PROBLEM REQUIREMENTS: Repeat, exactly and completely, the entries shown underneath.
[[ RECORD EXTRACTS, beginning ]]
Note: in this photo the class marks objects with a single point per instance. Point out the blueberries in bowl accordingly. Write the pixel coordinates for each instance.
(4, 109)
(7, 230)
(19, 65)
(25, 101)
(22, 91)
[[ RECORD EXTRACTS, end ]]
TASK OUTPUT:
Note: in this photo the class marks objects with a single point per instance. Point out the blueberries in bowl accordingly. Write the pixel coordinates for each instance.
(4, 109)
(7, 230)
(19, 65)
(25, 101)
(22, 91)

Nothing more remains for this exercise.